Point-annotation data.
───
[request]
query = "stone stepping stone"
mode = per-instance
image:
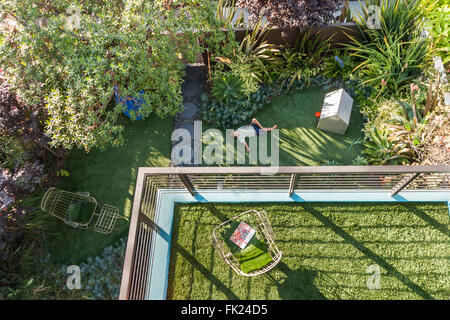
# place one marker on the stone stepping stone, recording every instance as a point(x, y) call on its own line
point(190, 109)
point(191, 89)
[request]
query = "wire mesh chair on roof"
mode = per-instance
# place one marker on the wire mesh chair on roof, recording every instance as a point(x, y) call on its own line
point(235, 257)
point(78, 210)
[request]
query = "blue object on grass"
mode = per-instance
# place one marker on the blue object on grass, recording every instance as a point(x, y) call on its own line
point(339, 61)
point(131, 105)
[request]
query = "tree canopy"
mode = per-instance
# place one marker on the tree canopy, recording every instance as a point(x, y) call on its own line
point(71, 57)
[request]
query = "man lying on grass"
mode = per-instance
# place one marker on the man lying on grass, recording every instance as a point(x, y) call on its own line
point(253, 129)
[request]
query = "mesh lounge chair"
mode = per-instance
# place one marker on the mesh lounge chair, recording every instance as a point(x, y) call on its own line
point(78, 210)
point(260, 254)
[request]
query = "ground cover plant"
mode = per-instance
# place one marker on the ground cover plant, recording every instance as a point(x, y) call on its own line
point(327, 251)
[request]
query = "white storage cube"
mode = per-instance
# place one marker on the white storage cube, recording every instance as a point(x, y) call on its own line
point(336, 111)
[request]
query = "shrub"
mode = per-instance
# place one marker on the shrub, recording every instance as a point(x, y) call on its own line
point(302, 61)
point(439, 25)
point(394, 54)
point(381, 150)
point(292, 14)
point(73, 69)
point(338, 65)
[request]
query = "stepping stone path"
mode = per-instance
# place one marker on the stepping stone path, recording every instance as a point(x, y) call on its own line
point(192, 89)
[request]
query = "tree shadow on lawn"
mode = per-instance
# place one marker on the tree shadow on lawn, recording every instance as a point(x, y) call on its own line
point(427, 218)
point(110, 177)
point(297, 285)
point(367, 252)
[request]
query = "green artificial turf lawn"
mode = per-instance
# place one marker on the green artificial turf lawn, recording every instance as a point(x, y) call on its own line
point(327, 250)
point(110, 178)
point(301, 143)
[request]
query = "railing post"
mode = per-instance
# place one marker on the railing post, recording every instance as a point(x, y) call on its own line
point(187, 183)
point(293, 184)
point(403, 183)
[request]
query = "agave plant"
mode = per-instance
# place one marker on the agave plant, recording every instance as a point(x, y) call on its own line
point(338, 65)
point(393, 52)
point(302, 60)
point(409, 128)
point(381, 150)
point(227, 15)
point(254, 51)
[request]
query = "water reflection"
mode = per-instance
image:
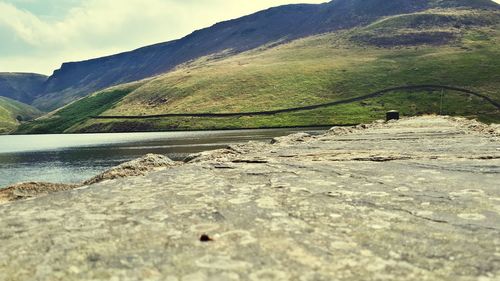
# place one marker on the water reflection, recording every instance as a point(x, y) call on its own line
point(74, 158)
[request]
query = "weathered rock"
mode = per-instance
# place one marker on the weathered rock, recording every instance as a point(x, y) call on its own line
point(416, 199)
point(298, 137)
point(209, 155)
point(137, 167)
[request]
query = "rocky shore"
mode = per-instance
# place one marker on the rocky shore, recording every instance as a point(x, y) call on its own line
point(416, 199)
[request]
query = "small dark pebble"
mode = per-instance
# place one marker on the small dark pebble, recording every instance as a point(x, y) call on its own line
point(205, 238)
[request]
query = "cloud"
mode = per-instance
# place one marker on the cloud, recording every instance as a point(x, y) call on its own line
point(37, 36)
point(94, 28)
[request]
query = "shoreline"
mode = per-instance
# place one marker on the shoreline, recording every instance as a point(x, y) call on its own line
point(391, 200)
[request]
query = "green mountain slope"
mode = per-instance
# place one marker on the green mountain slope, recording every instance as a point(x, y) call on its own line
point(455, 47)
point(24, 87)
point(12, 113)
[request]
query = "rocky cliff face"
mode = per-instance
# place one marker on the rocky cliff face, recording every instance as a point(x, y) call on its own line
point(77, 79)
point(23, 87)
point(416, 199)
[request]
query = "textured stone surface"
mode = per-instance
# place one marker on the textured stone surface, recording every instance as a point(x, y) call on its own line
point(26, 190)
point(417, 199)
point(137, 167)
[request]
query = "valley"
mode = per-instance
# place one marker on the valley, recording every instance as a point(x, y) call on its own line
point(349, 49)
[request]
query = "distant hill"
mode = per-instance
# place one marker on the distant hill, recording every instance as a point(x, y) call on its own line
point(444, 46)
point(12, 113)
point(276, 25)
point(23, 87)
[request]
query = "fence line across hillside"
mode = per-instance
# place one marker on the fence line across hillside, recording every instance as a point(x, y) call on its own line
point(304, 108)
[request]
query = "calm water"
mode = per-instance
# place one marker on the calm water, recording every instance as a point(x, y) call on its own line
point(74, 158)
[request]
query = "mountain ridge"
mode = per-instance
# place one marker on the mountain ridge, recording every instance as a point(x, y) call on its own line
point(283, 23)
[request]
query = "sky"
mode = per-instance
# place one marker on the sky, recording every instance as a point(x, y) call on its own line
point(39, 35)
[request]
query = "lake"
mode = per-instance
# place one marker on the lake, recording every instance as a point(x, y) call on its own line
point(75, 158)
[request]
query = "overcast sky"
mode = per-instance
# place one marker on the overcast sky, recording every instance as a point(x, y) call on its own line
point(39, 35)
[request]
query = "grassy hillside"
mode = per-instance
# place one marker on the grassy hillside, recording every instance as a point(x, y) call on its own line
point(24, 87)
point(455, 47)
point(12, 113)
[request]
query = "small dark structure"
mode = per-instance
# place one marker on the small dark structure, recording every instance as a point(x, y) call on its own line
point(392, 115)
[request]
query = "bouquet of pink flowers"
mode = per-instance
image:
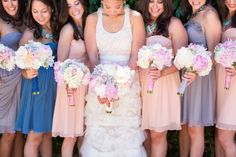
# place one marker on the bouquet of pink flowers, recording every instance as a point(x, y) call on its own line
point(7, 59)
point(194, 58)
point(73, 73)
point(33, 56)
point(155, 56)
point(225, 54)
point(111, 82)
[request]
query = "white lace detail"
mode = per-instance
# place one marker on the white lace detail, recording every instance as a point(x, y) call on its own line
point(118, 43)
point(117, 134)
───
Convert every line of the items above into a Markdown table with the columns Row and Line, numbering the rows, skipping blank lines, and leaving out the pictures.

Answer to this problem.
| Row | Line |
|---|---|
| 1 | [request] |
| 2 | query = "stone stepping stone" |
| 3 | mode = per-instance |
| 4 | image: |
| 5 | # place one marker on the stone stepping stone, recording every instance as a point(x, y) call on its own line |
| 6 | point(190, 109) |
| 7 | point(191, 89) |
| 8 | [request] |
| 9 | query = "wire mesh chair on roof" |
| 10 | mode = per-instance |
| 11 | # place one marker on the wire mesh chair on roof, recording every instance as a point(x, y) call on its own line |
| 12 | point(235, 257) |
| 13 | point(78, 210) |
| 14 | [request] |
| 15 | query = "blue object on grass" |
| 16 | mode = per-instance |
| 17 | # place one marker on the blue object on grass, recording every instance as a point(x, y) call on its own line |
| 18 | point(339, 61) |
| 19 | point(131, 105) |
| 20 | [request] |
| 21 | query = "tree canopy" |
| 22 | mode = per-instance |
| 23 | # place one marker on the tree canopy, recording every instance as a point(x, y) call on its own line |
| 24 | point(71, 57) |
| 25 | [request] |
| 26 | query = "man lying on grass" |
| 27 | mode = per-instance |
| 28 | # place one marker on the man lying on grass, recording every instance as a point(x, y) call on its own line |
| 29 | point(253, 129) |
| 30 | [request] |
| 31 | query = "mesh lounge chair" |
| 32 | mode = per-instance |
| 33 | # place one marker on the mesh lounge chair, recording every instance as a point(x, y) call on its own line |
| 34 | point(78, 210) |
| 35 | point(260, 254) |
| 36 | [request] |
| 37 | query = "ground cover plant" |
| 38 | mode = per-instance |
| 39 | # place one marker on the ground cover plant, recording every instance as a point(x, y) call on its own line |
| 40 | point(327, 251) |
| 41 | [request] |
| 42 | query = "white storage cube" |
| 43 | mode = per-instance |
| 44 | # place one marker on the white storage cube, recording every instance as a point(x, y) call on its own line |
| 45 | point(336, 111) |
| 46 | [request] |
| 47 | query = "shrub" |
| 48 | mode = per-instance |
| 49 | # place one marker on the shrub, recording every instance as a point(x, y) call on its own line |
| 50 | point(302, 61) |
| 51 | point(439, 25) |
| 52 | point(394, 54) |
| 53 | point(381, 150) |
| 54 | point(292, 14) |
| 55 | point(73, 69) |
| 56 | point(338, 65) |
| 57 | [request] |
| 58 | query = "stepping stone path" |
| 59 | mode = per-instance |
| 60 | # place one marker on the stepping stone path, recording every instance as a point(x, y) call on its own line |
| 61 | point(192, 89) |
| 62 | [request] |
| 63 | query = "tree shadow on lawn" |
| 64 | mode = per-instance |
| 65 | # place one marker on the tree shadow on lawn, recording every instance as a point(x, y) call on its own line |
| 66 | point(427, 218) |
| 67 | point(110, 177) |
| 68 | point(297, 285) |
| 69 | point(367, 252) |
| 70 | [request] |
| 71 | query = "green artificial turf lawn" |
| 72 | mode = per-instance |
| 73 | # place one marker on the green artificial turf lawn, recording every instance as a point(x, y) call on its own line |
| 74 | point(327, 250) |
| 75 | point(110, 178) |
| 76 | point(301, 143) |
| 77 | [request] |
| 78 | query = "railing post" |
| 79 | mode = per-instance |
| 80 | # place one marker on the railing post, recording every instance as a point(x, y) call on its own line |
| 81 | point(187, 183) |
| 82 | point(293, 184) |
| 83 | point(403, 183) |
| 84 | [request] |
| 85 | query = "agave plant" |
| 86 | mode = per-instance |
| 87 | # place one marker on the agave plant, recording every instance as a point(x, y) call on its own line |
| 88 | point(338, 65) |
| 89 | point(393, 52) |
| 90 | point(302, 60) |
| 91 | point(409, 128) |
| 92 | point(381, 150) |
| 93 | point(227, 15) |
| 94 | point(254, 51) |
| 95 | [request] |
| 96 | query = "water reflection" |
| 97 | mode = per-instance |
| 98 | image: |
| 99 | # place one marker on the water reflection, recording every instance as a point(x, y) call on its own line |
| 100 | point(74, 158) |
| 101 | [request] |
| 102 | query = "weathered rock" |
| 103 | mode = per-instance |
| 104 | # place one marker on the weathered rock, recording every instance as a point(x, y) call on its own line |
| 105 | point(416, 199) |
| 106 | point(298, 137) |
| 107 | point(209, 155) |
| 108 | point(137, 167) |
| 109 | [request] |
| 110 | query = "rocky shore" |
| 111 | mode = per-instance |
| 112 | # place one marker on the rocky shore, recording every instance as a point(x, y) call on its own line |
| 113 | point(416, 199) |
| 114 | [request] |
| 115 | query = "small dark pebble" |
| 116 | mode = per-instance |
| 117 | # place one marker on the small dark pebble, recording every instance as a point(x, y) call on its own line |
| 118 | point(205, 238) |
| 119 | [request] |
| 120 | query = "cloud" |
| 121 | mode = per-instance |
| 122 | # place one marker on the cloud, recording every instance as a point(x, y) call on its own line |
| 123 | point(37, 36) |
| 124 | point(94, 28) |
| 125 | [request] |
| 126 | query = "shoreline" |
| 127 | mode = per-instance |
| 128 | # place one marker on the shoreline, recording every instance as a point(x, y) call on its own line |
| 129 | point(391, 200) |
| 130 | [request] |
| 131 | query = "green mountain slope" |
| 132 | mode = per-instance |
| 133 | # place one marker on the green mountain slope, recording every instance as a point(x, y) call on its own line |
| 134 | point(455, 47) |
| 135 | point(24, 87) |
| 136 | point(12, 113) |
| 137 | [request] |
| 138 | query = "rocky cliff face" |
| 139 | mode = per-instance |
| 140 | # place one marker on the rocky cliff face, recording every instance as a point(x, y) call on its own line |
| 141 | point(77, 79) |
| 142 | point(23, 87) |
| 143 | point(416, 199) |
| 144 | [request] |
| 145 | query = "textured stone surface" |
| 146 | mode = per-instance |
| 147 | # place one marker on the textured stone surface, recording every instance as a point(x, y) call on its own line |
| 148 | point(26, 190) |
| 149 | point(417, 199) |
| 150 | point(137, 167) |
| 151 | [request] |
| 152 | query = "valley" |
| 153 | mode = per-instance |
| 154 | # place one marker on the valley, recording every instance as a point(x, y) call on its own line |
| 155 | point(349, 49) |
| 156 | [request] |
| 157 | query = "distant hill" |
| 158 | mode = per-instance |
| 159 | # place one marker on the distant hill, recording every instance as a point(x, y) call on its own line |
| 160 | point(444, 46) |
| 161 | point(12, 113) |
| 162 | point(276, 25) |
| 163 | point(23, 87) |
| 164 | [request] |
| 165 | query = "fence line across hillside" |
| 166 | mode = per-instance |
| 167 | # place one marker on the fence line across hillside, recording every instance as a point(x, y) call on its own line |
| 168 | point(304, 108) |
| 169 | [request] |
| 170 | query = "calm water" |
| 171 | mode = per-instance |
| 172 | # place one marker on the calm water, recording every instance as a point(x, y) call on its own line |
| 173 | point(74, 158) |
| 174 | [request] |
| 175 | query = "mountain ridge" |
| 176 | mode = per-instance |
| 177 | # place one marker on the mountain ridge, recording every instance as a point(x, y) call on its own line |
| 178 | point(283, 23) |
| 179 | [request] |
| 180 | query = "sky" |
| 181 | mode = per-instance |
| 182 | # place one marker on the sky, recording every instance as a point(x, y) call on its own line |
| 183 | point(39, 35) |
| 184 | [request] |
| 185 | query = "lake" |
| 186 | mode = per-instance |
| 187 | # place one marker on the lake, recording every instance as a point(x, y) call on its own line |
| 188 | point(75, 158) |
| 189 | [request] |
| 190 | query = "overcast sky" |
| 191 | mode = per-instance |
| 192 | # place one marker on the overcast sky, recording every instance as a point(x, y) call on its own line |
| 193 | point(39, 35) |
| 194 | [request] |
| 195 | query = "grassy hillside" |
| 196 | mode = per-instance |
| 197 | # place one marker on the grassy hillside, recording every instance as a point(x, y) call on its own line |
| 198 | point(24, 87) |
| 199 | point(455, 47) |
| 200 | point(12, 113) |
| 201 | [request] |
| 202 | query = "small dark structure" |
| 203 | mode = per-instance |
| 204 | # place one marker on the small dark structure, recording every instance as a point(x, y) call on its own line |
| 205 | point(392, 115) |
| 206 | [request] |
| 207 | query = "bouquet of pink flowers" |
| 208 | mode = per-instance |
| 209 | image: |
| 210 | # place one marker on the bouquet of pink flowers, recording every instance as a point(x, y) call on its own line |
| 211 | point(7, 59) |
| 212 | point(194, 58) |
| 213 | point(73, 73) |
| 214 | point(33, 56) |
| 215 | point(155, 56) |
| 216 | point(225, 54) |
| 217 | point(111, 82) |
| 218 | [request] |
| 219 | query = "white lace detail" |
| 220 | mode = per-instance |
| 221 | # place one marker on the white lace detail, recording every instance as a point(x, y) call on its own line |
| 222 | point(118, 43) |
| 223 | point(117, 134) |